Coordinate labeling data
------------------------------------------------------------------------
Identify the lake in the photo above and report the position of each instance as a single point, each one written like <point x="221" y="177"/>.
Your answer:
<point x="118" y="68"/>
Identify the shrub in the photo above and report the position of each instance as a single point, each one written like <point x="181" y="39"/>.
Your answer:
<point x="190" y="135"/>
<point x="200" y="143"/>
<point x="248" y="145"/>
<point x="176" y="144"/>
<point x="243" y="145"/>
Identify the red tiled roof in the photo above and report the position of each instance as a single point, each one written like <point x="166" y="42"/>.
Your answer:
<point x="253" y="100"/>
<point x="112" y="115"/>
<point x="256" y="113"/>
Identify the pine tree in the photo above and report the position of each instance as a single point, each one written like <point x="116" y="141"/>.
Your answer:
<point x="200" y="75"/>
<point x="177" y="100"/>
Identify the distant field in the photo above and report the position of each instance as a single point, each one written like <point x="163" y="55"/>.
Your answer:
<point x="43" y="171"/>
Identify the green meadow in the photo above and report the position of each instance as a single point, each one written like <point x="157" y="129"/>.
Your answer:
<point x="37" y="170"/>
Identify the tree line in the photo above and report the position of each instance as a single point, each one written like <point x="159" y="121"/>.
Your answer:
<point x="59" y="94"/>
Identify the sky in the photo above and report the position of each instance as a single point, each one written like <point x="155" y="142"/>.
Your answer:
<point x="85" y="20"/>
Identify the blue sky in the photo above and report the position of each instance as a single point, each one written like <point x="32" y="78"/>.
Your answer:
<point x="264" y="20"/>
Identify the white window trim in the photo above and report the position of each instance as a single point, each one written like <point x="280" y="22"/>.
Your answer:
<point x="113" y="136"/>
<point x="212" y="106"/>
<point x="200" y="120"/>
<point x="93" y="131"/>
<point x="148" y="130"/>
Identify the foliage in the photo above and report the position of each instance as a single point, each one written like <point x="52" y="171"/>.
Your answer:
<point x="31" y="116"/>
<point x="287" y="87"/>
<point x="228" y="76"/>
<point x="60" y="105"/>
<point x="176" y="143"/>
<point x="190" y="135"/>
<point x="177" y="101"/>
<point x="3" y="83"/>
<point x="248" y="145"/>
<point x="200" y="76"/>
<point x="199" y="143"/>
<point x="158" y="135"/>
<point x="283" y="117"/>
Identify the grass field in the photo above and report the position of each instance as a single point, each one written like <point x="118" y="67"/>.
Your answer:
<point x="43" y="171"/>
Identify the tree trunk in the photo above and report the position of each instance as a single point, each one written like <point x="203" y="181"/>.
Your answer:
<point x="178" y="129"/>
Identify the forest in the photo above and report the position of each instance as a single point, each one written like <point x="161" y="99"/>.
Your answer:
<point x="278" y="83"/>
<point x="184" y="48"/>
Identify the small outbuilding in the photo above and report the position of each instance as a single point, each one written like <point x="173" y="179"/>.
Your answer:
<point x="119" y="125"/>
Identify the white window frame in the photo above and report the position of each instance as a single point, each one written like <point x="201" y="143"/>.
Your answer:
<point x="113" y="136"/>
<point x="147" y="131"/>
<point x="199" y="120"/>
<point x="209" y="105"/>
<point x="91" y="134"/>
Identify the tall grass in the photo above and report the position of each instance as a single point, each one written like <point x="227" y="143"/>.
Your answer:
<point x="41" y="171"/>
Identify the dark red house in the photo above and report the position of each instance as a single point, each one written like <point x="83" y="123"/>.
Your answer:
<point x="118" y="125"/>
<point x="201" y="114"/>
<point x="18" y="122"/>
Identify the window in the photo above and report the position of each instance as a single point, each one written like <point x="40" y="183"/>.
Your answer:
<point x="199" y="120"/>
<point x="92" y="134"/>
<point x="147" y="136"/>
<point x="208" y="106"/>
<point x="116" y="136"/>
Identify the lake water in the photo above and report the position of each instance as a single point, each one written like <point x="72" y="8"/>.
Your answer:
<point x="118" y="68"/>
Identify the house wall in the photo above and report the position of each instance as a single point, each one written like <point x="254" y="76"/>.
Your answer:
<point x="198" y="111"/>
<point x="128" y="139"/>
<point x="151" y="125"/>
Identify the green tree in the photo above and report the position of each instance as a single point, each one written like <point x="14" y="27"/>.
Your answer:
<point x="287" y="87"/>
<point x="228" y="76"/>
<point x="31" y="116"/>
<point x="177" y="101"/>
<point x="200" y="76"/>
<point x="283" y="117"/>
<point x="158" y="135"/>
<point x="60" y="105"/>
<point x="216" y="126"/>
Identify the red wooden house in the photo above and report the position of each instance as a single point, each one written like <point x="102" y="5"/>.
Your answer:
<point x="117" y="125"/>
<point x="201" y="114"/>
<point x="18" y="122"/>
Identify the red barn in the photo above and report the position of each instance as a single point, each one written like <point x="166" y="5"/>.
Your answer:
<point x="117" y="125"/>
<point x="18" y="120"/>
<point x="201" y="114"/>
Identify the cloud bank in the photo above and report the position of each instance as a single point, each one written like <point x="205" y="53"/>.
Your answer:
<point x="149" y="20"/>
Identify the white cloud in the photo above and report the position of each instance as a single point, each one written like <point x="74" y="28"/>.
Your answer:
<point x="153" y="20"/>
------------------------------------------------------------------------
## SHORT TASK
Can you repeat every entry above word for word, leaving nothing out and changing nothing?

## TASK SOLUTION
Identify the lake in the photo above and report the position of each instance as a single point, each one written like <point x="221" y="177"/>.
Your answer:
<point x="118" y="68"/>
Identify the shrub in the photo above and report the position of each instance as a single point, each one written like <point x="181" y="39"/>.
Your answer:
<point x="190" y="135"/>
<point x="200" y="143"/>
<point x="248" y="145"/>
<point x="176" y="144"/>
<point x="243" y="145"/>
Identify the red tiled roof in the photo above and report the position of each instance as a single point, each one written like <point x="166" y="42"/>.
Your answer:
<point x="253" y="100"/>
<point x="112" y="115"/>
<point x="256" y="113"/>
Identify the pine tree in the photo above and report the position of each instance as a single point, each one written like <point x="116" y="141"/>.
Your answer:
<point x="200" y="75"/>
<point x="177" y="100"/>
Identify the distant field in the photo above and report the position of each instance as a single point, each one written like <point x="163" y="55"/>.
Your answer:
<point x="43" y="171"/>
Identify the green meadow in the photo above and report the position of each instance as a single point, each one written like <point x="157" y="129"/>.
Your answer:
<point x="37" y="170"/>
Identify the tree line in the photo above and report the position of each instance as a single point, each one written like <point x="159" y="121"/>.
Your answer:
<point x="59" y="94"/>
Identify the sky in the photo above and report the position of each instance as a single point, each one written like <point x="155" y="142"/>.
Your answer:
<point x="85" y="20"/>
Identify the blue sky in the photo above and report the position of each instance as a single point, each one written like <point x="32" y="78"/>.
Your answer:
<point x="264" y="20"/>
Identify the white window trim in the photo above and report the position of each instance as a single point, each one written like <point x="280" y="22"/>.
Your answer:
<point x="113" y="136"/>
<point x="212" y="106"/>
<point x="200" y="120"/>
<point x="93" y="131"/>
<point x="148" y="130"/>
Identify the foliage in the photo above and report the position of each instance as a single point, each one written like <point x="52" y="171"/>.
Your answer:
<point x="31" y="116"/>
<point x="287" y="87"/>
<point x="228" y="76"/>
<point x="60" y="105"/>
<point x="176" y="143"/>
<point x="190" y="135"/>
<point x="177" y="101"/>
<point x="3" y="83"/>
<point x="248" y="145"/>
<point x="200" y="76"/>
<point x="199" y="143"/>
<point x="158" y="135"/>
<point x="283" y="117"/>
Identify the grass field in the photo above and report the position of each instance as a single point, each one written like <point x="118" y="67"/>.
Your answer:
<point x="43" y="171"/>
Identify the tree trunk in the photo above and report the position of each instance as a single point, each one written like <point x="203" y="181"/>.
Your answer:
<point x="178" y="129"/>
Identify the forest in the photo above and report the position of each instance as a single point, each one written like <point x="161" y="99"/>.
Your answer:
<point x="278" y="83"/>
<point x="184" y="48"/>
Identify the small outbuilding in the photo above and report the position of each instance as a single point, each one written like <point x="173" y="179"/>.
Your answer:
<point x="119" y="125"/>
Identify the white window frame in the photo above and report the position of each instance as a single point, each one written like <point x="201" y="143"/>.
Your answer:
<point x="113" y="136"/>
<point x="147" y="131"/>
<point x="199" y="120"/>
<point x="209" y="105"/>
<point x="91" y="134"/>
Identify the tall grass in the photo above and report the position of each instance as a single point, each one written like <point x="227" y="143"/>.
Your answer:
<point x="41" y="171"/>
Identify the dark red house in the photo above and report the position of each instance as a single point, each one written like <point x="83" y="123"/>.
Your answer:
<point x="118" y="125"/>
<point x="201" y="114"/>
<point x="18" y="122"/>
Identify the window in the photo above and report the position of each instance as a single point, each one written like <point x="40" y="183"/>.
Your answer:
<point x="199" y="120"/>
<point x="92" y="134"/>
<point x="147" y="136"/>
<point x="208" y="106"/>
<point x="116" y="136"/>
Identify the lake water in the photo above and report the position of each instance as a single point, each one written like <point x="72" y="8"/>.
Your answer:
<point x="118" y="68"/>
Identify the house wall in the photo above and report the position of each instance as a single point, each one written like <point x="254" y="76"/>.
Your answer:
<point x="198" y="111"/>
<point x="128" y="139"/>
<point x="151" y="125"/>
Identify the green tree in the photo above and report the position of each instance as a single point, each one written like <point x="14" y="27"/>.
Your answer:
<point x="287" y="87"/>
<point x="228" y="76"/>
<point x="31" y="116"/>
<point x="177" y="101"/>
<point x="200" y="76"/>
<point x="283" y="117"/>
<point x="158" y="135"/>
<point x="60" y="105"/>
<point x="216" y="126"/>
Identify the red wooden house in the photo above and report the position of each instance as a single point, each one written like <point x="102" y="5"/>.
Your answer:
<point x="117" y="125"/>
<point x="201" y="114"/>
<point x="18" y="122"/>
Identify the red barn in the photo above and report the position of each instance as a single point, each one written like <point x="166" y="5"/>.
Your answer:
<point x="117" y="125"/>
<point x="18" y="120"/>
<point x="201" y="114"/>
Identify the cloud bank in the photo above and report the position of each instance as a single point, each one written like <point x="205" y="53"/>.
Your answer:
<point x="149" y="20"/>
Identify the white cloud in the photo above and report the position of each instance as a single point, each one written like <point x="74" y="28"/>.
Your answer:
<point x="153" y="20"/>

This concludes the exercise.